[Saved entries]
- Opening Delimiter -

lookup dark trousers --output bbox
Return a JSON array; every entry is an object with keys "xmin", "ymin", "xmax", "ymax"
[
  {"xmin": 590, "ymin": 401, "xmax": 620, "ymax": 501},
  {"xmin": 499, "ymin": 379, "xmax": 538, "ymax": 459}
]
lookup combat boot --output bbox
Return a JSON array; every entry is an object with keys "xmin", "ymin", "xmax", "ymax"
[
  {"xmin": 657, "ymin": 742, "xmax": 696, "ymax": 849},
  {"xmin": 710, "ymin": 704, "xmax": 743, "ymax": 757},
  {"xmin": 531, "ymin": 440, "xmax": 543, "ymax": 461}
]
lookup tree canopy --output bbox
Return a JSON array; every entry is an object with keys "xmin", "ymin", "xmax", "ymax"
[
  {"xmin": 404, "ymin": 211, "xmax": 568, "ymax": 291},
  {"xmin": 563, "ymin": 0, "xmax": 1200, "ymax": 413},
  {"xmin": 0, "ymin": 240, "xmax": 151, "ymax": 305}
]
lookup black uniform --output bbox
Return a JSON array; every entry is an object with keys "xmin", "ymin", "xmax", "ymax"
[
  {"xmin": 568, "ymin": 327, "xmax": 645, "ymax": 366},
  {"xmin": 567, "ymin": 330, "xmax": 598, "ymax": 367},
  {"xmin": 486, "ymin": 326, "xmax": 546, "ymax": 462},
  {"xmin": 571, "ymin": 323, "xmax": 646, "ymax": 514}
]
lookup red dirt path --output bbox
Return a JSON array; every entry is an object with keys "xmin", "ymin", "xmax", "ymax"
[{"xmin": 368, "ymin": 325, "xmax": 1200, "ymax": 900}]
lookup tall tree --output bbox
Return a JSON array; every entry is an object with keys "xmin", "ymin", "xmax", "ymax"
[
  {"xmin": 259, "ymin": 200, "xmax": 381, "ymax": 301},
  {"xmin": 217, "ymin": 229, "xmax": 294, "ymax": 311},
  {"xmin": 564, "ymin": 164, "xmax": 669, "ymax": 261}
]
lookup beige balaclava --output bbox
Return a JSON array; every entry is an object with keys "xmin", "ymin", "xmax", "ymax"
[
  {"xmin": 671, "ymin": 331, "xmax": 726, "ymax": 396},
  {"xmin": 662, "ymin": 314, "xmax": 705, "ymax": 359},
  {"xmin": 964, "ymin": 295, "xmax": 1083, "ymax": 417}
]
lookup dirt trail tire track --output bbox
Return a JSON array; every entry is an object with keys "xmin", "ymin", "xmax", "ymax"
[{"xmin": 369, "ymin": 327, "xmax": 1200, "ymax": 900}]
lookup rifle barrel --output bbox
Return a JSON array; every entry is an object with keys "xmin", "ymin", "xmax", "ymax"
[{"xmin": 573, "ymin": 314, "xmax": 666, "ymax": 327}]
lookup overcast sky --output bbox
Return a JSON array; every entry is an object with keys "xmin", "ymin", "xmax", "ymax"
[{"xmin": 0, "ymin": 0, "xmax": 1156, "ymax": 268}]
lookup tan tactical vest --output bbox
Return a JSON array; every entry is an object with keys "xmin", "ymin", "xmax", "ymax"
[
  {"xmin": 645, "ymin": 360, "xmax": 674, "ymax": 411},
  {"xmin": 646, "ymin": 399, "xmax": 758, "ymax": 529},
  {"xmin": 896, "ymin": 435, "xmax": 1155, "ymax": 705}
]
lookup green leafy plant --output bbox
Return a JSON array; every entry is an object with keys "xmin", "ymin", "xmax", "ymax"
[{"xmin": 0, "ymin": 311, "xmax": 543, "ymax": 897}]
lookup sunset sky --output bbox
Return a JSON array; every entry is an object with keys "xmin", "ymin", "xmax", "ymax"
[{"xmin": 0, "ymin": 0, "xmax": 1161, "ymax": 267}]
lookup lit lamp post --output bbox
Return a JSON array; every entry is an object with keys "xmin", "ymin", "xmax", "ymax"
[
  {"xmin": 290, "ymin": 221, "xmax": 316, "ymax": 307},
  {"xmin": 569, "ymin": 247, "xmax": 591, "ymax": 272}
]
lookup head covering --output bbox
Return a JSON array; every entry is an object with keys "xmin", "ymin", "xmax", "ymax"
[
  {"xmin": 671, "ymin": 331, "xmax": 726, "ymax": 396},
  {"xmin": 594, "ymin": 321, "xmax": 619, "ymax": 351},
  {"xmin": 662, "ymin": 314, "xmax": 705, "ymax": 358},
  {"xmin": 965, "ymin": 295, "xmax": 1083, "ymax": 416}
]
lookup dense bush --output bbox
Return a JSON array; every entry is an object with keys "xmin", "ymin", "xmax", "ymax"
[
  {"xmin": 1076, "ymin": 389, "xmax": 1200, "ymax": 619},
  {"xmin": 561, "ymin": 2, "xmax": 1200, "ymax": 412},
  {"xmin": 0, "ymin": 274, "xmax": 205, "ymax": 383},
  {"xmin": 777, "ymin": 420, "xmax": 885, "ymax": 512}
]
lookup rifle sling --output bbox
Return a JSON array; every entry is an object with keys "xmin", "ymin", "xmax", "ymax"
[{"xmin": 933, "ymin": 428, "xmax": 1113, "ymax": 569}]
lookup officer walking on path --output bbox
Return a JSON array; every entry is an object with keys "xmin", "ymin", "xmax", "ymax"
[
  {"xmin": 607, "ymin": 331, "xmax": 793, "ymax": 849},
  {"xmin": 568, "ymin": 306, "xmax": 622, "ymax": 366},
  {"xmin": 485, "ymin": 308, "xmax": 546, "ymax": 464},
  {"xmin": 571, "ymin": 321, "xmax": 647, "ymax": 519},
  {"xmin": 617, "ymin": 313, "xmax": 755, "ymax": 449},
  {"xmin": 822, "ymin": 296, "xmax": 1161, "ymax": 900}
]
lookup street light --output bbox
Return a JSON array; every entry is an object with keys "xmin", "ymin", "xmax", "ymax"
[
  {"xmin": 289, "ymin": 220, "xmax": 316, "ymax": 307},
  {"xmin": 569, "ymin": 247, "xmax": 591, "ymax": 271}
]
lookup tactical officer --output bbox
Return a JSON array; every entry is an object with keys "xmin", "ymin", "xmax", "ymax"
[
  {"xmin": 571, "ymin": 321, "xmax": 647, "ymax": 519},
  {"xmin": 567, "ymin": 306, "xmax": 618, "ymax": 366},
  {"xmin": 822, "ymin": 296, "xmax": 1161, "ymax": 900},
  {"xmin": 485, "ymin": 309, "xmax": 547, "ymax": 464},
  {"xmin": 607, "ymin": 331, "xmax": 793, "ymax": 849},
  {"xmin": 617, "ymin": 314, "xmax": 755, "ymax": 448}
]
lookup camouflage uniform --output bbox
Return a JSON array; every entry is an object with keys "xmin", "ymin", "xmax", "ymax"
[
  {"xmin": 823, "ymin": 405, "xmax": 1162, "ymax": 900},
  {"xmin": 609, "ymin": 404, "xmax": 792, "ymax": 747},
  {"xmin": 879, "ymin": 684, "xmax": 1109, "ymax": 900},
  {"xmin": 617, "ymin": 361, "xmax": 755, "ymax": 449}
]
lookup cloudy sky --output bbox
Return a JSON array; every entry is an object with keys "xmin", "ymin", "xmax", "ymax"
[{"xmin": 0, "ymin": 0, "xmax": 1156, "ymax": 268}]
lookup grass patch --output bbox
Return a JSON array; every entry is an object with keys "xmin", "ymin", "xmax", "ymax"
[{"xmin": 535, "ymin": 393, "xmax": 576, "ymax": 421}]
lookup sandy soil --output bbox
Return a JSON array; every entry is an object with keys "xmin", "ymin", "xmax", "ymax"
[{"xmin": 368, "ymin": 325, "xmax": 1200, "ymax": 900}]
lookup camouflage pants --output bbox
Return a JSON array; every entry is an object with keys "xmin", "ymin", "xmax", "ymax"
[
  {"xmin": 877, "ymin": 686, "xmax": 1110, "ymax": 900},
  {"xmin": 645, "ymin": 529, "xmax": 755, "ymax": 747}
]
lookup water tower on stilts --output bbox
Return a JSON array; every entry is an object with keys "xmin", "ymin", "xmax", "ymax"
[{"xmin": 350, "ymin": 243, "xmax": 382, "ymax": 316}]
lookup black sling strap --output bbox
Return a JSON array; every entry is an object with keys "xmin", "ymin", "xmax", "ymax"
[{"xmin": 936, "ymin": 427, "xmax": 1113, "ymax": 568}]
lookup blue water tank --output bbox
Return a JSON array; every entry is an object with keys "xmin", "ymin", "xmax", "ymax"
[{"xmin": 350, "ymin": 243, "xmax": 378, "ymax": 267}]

- Closing Delimiter -

WORK TO COMPLETE ▸
Among the records above, only the lines between the line holding "lookup grass patch --output bbox" and the line holding "lookup camouflage pants --output bbox", inclusive, are to be output, exactly as written.

OUTPUT OF THE TASK ▸
lookup grass patch --output bbox
Return a JSON array; every entry is an object with keys "xmin", "ymin", "xmax", "ymax"
[{"xmin": 535, "ymin": 393, "xmax": 576, "ymax": 421}]
lookup sandy soil --output bbox
Return a JSON array; every entry is an object with keys "xmin", "ymin", "xmax", "ymax"
[{"xmin": 368, "ymin": 325, "xmax": 1200, "ymax": 900}]
lookup camouflage pants --output bbox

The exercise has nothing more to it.